— start —
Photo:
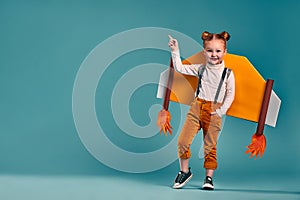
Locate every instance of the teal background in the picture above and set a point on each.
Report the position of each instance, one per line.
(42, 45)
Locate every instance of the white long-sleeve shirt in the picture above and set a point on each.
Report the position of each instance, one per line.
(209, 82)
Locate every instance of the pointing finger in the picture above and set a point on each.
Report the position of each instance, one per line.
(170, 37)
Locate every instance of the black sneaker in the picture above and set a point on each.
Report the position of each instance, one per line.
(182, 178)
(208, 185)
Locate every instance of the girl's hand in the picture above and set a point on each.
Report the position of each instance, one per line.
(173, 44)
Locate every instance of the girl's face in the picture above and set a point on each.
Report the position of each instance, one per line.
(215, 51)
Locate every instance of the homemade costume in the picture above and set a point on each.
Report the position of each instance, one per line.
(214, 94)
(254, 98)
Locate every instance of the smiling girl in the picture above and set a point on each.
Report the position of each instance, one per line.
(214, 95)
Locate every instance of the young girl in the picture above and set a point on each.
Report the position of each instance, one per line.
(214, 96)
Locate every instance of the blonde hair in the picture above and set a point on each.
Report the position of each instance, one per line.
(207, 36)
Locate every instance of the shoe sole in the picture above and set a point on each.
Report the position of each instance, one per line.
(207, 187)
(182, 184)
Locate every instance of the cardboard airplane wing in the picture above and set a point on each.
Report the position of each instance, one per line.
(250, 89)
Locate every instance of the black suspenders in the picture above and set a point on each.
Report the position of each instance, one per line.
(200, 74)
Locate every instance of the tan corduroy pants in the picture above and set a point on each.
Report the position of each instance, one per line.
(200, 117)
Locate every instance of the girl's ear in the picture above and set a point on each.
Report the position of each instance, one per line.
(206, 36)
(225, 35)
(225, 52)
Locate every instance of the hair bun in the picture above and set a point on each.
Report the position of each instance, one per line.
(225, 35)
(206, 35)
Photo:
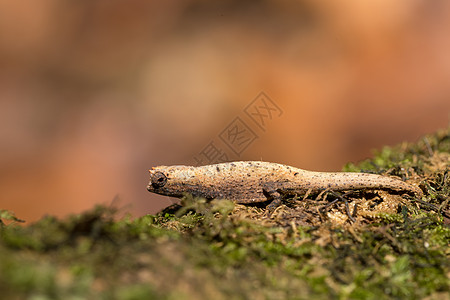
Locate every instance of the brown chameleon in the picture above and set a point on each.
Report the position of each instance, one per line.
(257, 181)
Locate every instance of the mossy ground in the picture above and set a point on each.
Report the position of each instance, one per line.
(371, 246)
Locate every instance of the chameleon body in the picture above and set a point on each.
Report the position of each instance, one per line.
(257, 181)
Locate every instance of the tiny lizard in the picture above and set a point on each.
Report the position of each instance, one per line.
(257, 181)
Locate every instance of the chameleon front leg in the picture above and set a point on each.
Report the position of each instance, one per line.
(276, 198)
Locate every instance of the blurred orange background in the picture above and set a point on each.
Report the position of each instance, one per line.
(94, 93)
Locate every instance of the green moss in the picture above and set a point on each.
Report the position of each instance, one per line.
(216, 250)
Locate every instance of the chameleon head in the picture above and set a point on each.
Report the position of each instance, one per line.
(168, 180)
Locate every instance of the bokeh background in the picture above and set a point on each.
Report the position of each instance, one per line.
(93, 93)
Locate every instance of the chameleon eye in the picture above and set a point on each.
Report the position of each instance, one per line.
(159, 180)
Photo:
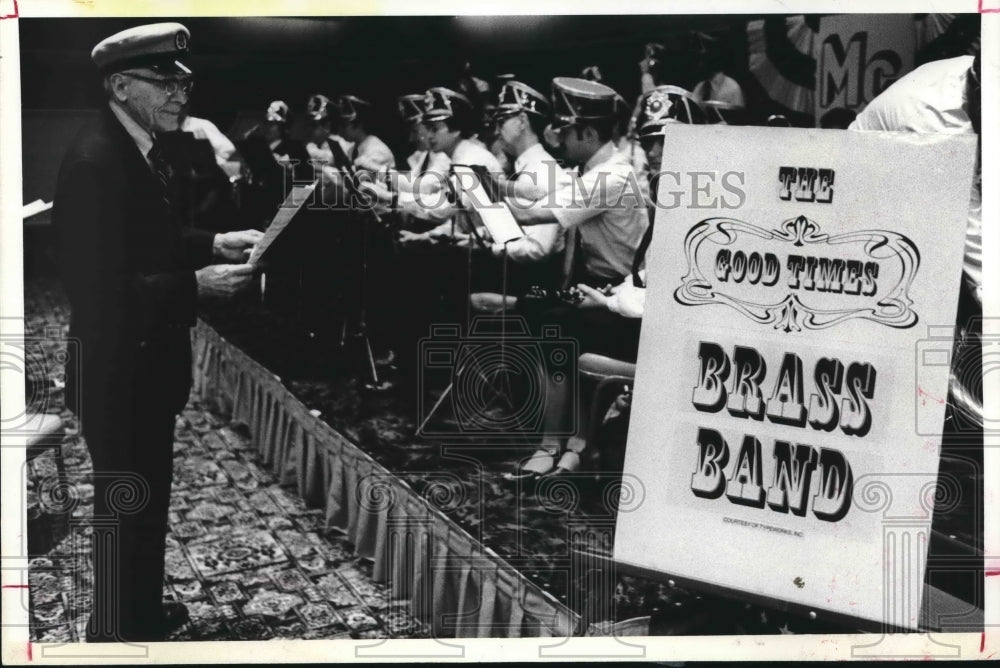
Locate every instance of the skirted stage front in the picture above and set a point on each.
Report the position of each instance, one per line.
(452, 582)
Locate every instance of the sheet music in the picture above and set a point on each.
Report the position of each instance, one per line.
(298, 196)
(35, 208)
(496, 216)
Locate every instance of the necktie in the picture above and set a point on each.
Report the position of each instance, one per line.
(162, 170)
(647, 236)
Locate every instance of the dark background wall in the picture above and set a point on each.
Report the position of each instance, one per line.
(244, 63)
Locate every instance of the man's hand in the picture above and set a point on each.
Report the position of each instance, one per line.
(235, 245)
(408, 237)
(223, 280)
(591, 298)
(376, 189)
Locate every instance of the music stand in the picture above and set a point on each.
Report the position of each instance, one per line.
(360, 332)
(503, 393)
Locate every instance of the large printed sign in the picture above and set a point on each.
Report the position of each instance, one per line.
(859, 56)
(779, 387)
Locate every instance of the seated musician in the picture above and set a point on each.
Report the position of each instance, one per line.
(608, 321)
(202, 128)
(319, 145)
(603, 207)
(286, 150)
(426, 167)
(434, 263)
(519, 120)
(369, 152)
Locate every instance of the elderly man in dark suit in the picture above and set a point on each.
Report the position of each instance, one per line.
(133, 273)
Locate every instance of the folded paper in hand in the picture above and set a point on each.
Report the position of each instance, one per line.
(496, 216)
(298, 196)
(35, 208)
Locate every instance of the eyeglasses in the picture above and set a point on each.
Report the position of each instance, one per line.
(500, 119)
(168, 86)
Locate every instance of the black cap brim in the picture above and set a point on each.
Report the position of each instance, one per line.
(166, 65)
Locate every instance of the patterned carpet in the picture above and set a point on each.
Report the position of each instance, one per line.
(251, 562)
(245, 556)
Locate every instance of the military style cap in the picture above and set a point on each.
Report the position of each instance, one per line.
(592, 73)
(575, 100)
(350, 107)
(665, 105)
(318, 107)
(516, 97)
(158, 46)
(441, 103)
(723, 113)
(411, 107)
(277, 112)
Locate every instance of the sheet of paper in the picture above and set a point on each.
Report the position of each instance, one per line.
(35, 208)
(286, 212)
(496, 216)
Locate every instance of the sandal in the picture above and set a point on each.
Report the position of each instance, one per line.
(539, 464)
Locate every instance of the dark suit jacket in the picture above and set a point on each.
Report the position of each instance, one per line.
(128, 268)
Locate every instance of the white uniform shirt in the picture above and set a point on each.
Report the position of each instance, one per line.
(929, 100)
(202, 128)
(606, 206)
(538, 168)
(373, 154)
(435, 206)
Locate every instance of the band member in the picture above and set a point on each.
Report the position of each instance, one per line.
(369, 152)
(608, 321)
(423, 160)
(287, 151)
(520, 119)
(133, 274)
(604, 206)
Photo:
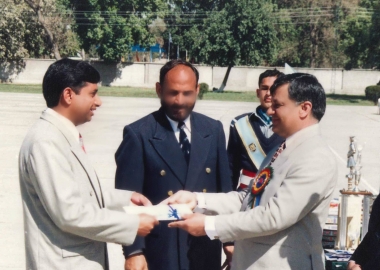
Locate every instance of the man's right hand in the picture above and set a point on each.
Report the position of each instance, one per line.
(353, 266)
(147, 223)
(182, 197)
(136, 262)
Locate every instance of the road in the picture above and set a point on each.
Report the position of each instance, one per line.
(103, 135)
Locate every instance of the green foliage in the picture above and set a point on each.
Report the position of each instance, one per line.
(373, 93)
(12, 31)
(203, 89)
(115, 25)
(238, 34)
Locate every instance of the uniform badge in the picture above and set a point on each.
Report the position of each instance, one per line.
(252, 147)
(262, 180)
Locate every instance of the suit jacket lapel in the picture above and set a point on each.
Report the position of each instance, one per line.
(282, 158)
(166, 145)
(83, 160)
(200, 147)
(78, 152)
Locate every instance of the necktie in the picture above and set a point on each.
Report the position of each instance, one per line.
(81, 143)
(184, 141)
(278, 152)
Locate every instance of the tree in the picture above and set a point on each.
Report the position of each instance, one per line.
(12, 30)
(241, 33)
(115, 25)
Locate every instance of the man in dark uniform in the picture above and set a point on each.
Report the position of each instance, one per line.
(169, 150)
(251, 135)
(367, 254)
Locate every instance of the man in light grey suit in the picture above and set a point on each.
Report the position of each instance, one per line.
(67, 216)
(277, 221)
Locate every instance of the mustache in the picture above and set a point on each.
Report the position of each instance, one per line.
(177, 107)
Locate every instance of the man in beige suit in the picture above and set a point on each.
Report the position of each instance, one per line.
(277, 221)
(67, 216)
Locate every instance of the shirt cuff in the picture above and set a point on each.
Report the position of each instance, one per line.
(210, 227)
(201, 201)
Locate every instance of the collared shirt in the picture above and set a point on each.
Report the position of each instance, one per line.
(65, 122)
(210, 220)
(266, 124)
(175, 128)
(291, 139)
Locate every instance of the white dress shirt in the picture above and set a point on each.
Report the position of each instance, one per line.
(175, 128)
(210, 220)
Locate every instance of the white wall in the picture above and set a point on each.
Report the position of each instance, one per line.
— end —
◆ **REQUIRED WORK**
Transcribe every line in the entries above, taking out only the images.

◆ **SOLUTION FOR THIS PROBLEM**
Photo:
Locate every instance of the teal background in the picture above and set a point on each.
Report the position of each instance, one per line.
(42, 45)
Locate every instance of the white long-sleeve shirt in the picture above and set a point on each.
Report the position of each instance, one per line.
(209, 82)
Locate every instance of the pointing finger in the picture above and set a point on each.
Report the position of each instance, one per line.
(170, 37)
Locate every instance of the black sneaker in the picture above and set a point on each.
Report the position of each instance, one per line.
(182, 178)
(208, 185)
Locate every instance of the girl's hand in the picture above and set a point on each.
Report the position of each instance, one per line.
(173, 44)
Locate every instance of the girl's face in the picture above and set a point on each.
Report the position of each instance, one per line.
(215, 51)
Locate every instance of the homemade costume in the picture above and set a point on each.
Report the position of each instance, one per line.
(214, 94)
(254, 98)
Locate every instance of the smiling girl in the picture above and set a point on each.
Report the position of each instance, one per line.
(214, 95)
Locate every instance of the young girl in the picture above and set a point on each.
Report the position of each instance, one per line.
(214, 96)
Locate every instance of the blonde hair in the picture above and set a point on each.
Report the position of each instance, one per line.
(207, 36)
Locate every instance of the shoe sole in the picture above and set a point on each.
Report the position of each instance, one per line.
(207, 187)
(182, 184)
Locate every instance of the cardboard airplane wing in the picture above and set a point on each.
Report the position of each instance, one per line.
(250, 89)
Locate every instance of the black suspenders in the picture above and set a point on each.
Report the position of each instance, one per line.
(200, 74)
Locate every instance of the tan corduroy pants in the picture above and set a point on each.
Report the position of each instance, one per line.
(200, 117)
Locate every instance of the girl's ear in the picture above and set a point on each.
Report the position of each instance, one per line.
(206, 36)
(225, 35)
(225, 52)
Locate every instance of the hair bun in the picture above and set a point on each.
Report the position of each instance, one per line.
(225, 35)
(206, 35)
Photo:
Locate every instance of the brown chameleon in the picture above and set a point on each.
Report the position of each instance, one per line.
(257, 181)
Locate every instance of the mossy ground in the picture above and set a point on each.
Report the position of each instance, one per line.
(371, 246)
Locate every instance of the chameleon body in the picture above and set a point on each.
Report the position of each instance, one per line.
(257, 181)
Locate every instance of the tiny lizard in the picture above and set a point on each.
Report the position of each instance, one per line.
(257, 181)
Locate every instance of the chameleon front leg in the picture above and set a point on each.
Report the position of each instance, one per line.
(276, 198)
Locate every instance of the blurred orange background in the picture above and set a point on each.
Report the position of each instance, one per line.
(94, 93)
Locate every instance of the green moss in the picture above and set a point on each.
Report the position of each instance, one per line.
(216, 250)
Locate every instance of the chameleon head in the picture above and set a point on each.
Report the position of each instance, one per line.
(168, 180)
Locate every instance of the bokeh background in the picture above and set a point on each.
Report the position of each instance, one per line.
(93, 93)
Locate every instance of the chameleon eye in the picture above and set a point on each.
Report the position of each instance, one per line.
(159, 180)
Photo:
Locate every instance of the skirted stage front in the picture above and set a point on each.
Report the position of each instance, one per line.
(452, 582)
Locate every instance of the sheet music in the picture above and set a point on each.
Report the position of each instance, one per line.
(298, 196)
(35, 208)
(496, 216)
Locate every instance of the necktie in the picture above and set a point on each.
Report the position of each instance, one per line.
(162, 170)
(647, 236)
Locate every instance of the dark background wall in the picture above and set a point on each.
Report the position of each instance, one per line.
(244, 63)
Locate every instance of the man's hand in the picture above and set a point on each.
Report the position of each instance, one per line.
(235, 245)
(408, 237)
(223, 280)
(591, 298)
(376, 189)
Locate every instance of the music stand in the picture above and set a point on each.
Report the position of each instance, one per line.
(360, 332)
(503, 393)
Locate every instance of the large printed sign in the picture above and set a point on each.
Report the position of each instance, one per line.
(859, 56)
(779, 387)
Locate every instance of the seated musician in the picture above and set a point on each.
Report the position of each instance, one per line.
(608, 321)
(202, 128)
(319, 145)
(603, 207)
(286, 150)
(426, 167)
(434, 263)
(519, 120)
(369, 152)
Locate every instance of the elderly man in dark suit in the picture above and set a point on each.
Report the position of each instance, one per line.
(133, 273)
Locate every instance of the folded paper in hand in the picture above and set a point on each.
Report the position of each instance, one per line.
(496, 216)
(298, 196)
(35, 208)
Locate every instance of the eyeglasses in the picture above and set a point on each.
Report the position of each instance, one per line.
(500, 119)
(168, 86)
Locate every instance of the black cap brim in the picture above and set a point on each.
Report the position of each instance, one per line.
(166, 65)
Locate every instance of the patterned carpet in the picture above and set a point on each.
Report the position of each instance, one per line.
(251, 562)
(245, 556)
Locate every instance of the military style cap in the picture above and set a point on each.
Report the position of each instance, one per line.
(592, 73)
(575, 100)
(350, 107)
(665, 105)
(318, 107)
(516, 97)
(158, 46)
(441, 103)
(723, 113)
(411, 107)
(277, 112)
Locate every instance of the sheet of paper in the picture above and set a point on each.
Report the position of each instance, one per line.
(35, 208)
(286, 212)
(496, 216)
Locate every instance of the sandal in the picture above and set a point on each.
Report the position of each instance, one per line.
(539, 464)
Locate every instance of the dark suit jacket in the picture above and set a point on each.
Report the position of each instance, one per line.
(128, 268)
Locate every instance of the white uniform shirt in the picture above and set a point on each.
Report the position of each instance, one per line.
(929, 100)
(202, 128)
(606, 206)
(538, 168)
(373, 154)
(435, 206)
Locate every instance of the band member in the picture above and set a point on each.
Report the position of each instance, one per line.
(369, 152)
(608, 321)
(423, 160)
(287, 151)
(520, 119)
(133, 274)
(604, 206)
Photo:
Locate every instance of the man's right hand in the picture above and set a point on each.
Report the position of each instance, one per line.
(353, 266)
(147, 223)
(182, 197)
(136, 262)
Locate every instance of the road in the picture above and set a point on each.
Report the position of each instance, one per line.
(103, 135)
Locate every instance of the green foliage in the picture above and set a point on each.
Report the position of each instance, one per line.
(373, 93)
(12, 31)
(203, 89)
(115, 25)
(238, 34)
Locate every instance of the uniform badge in the picture above and set a point on each.
Report the position of each instance, one per line.
(252, 147)
(262, 180)
Locate every instance of the suit jacket lapel in the picture above and set a point on each.
Report the position of each instance, one per line.
(282, 158)
(166, 145)
(83, 160)
(200, 147)
(78, 152)
Locate every instance of the necktie in the picture above and set a point on each.
Report the position of each instance, one per line.
(81, 143)
(184, 141)
(278, 152)
Locate every instance of the tree in the picture above and set a point on each.
Report the position of each instance, one per line.
(12, 30)
(241, 33)
(115, 25)
Locate every instance of the man in dark uniform in the picture above and set a point on each.
Report the position of each instance, one per line.
(169, 150)
(251, 135)
(367, 254)
Locate every instance of the man in light grey suit in the picture above and set a point on each.
Report the position of each instance, one per line.
(67, 216)
(277, 221)
Locate every instance of the mustache in the picture above and set a point on each.
Report the position of each instance, one per line.
(177, 107)
Locate every instance of the man in beige suit in the picture above and set a point on each.
Report the position of each instance, one per line.
(277, 221)
(67, 216)
Locate every instance of the shirt cuff in the picture above and set a point on each.
Report the position of each instance, one per line.
(210, 227)
(201, 201)
Locate every instance of the collared shirt in the picture above and set a point on each.
Report the position of each instance, one per line.
(65, 122)
(210, 220)
(266, 124)
(175, 128)
(291, 139)
Locate every instance of the white dress shirt in the picture above and set a point on each.
Report the position of each instance, one per line.
(175, 128)
(210, 220)
Locate every instance of the white wall in the picture above and set a point on each.
Report the position of each instance, one per line.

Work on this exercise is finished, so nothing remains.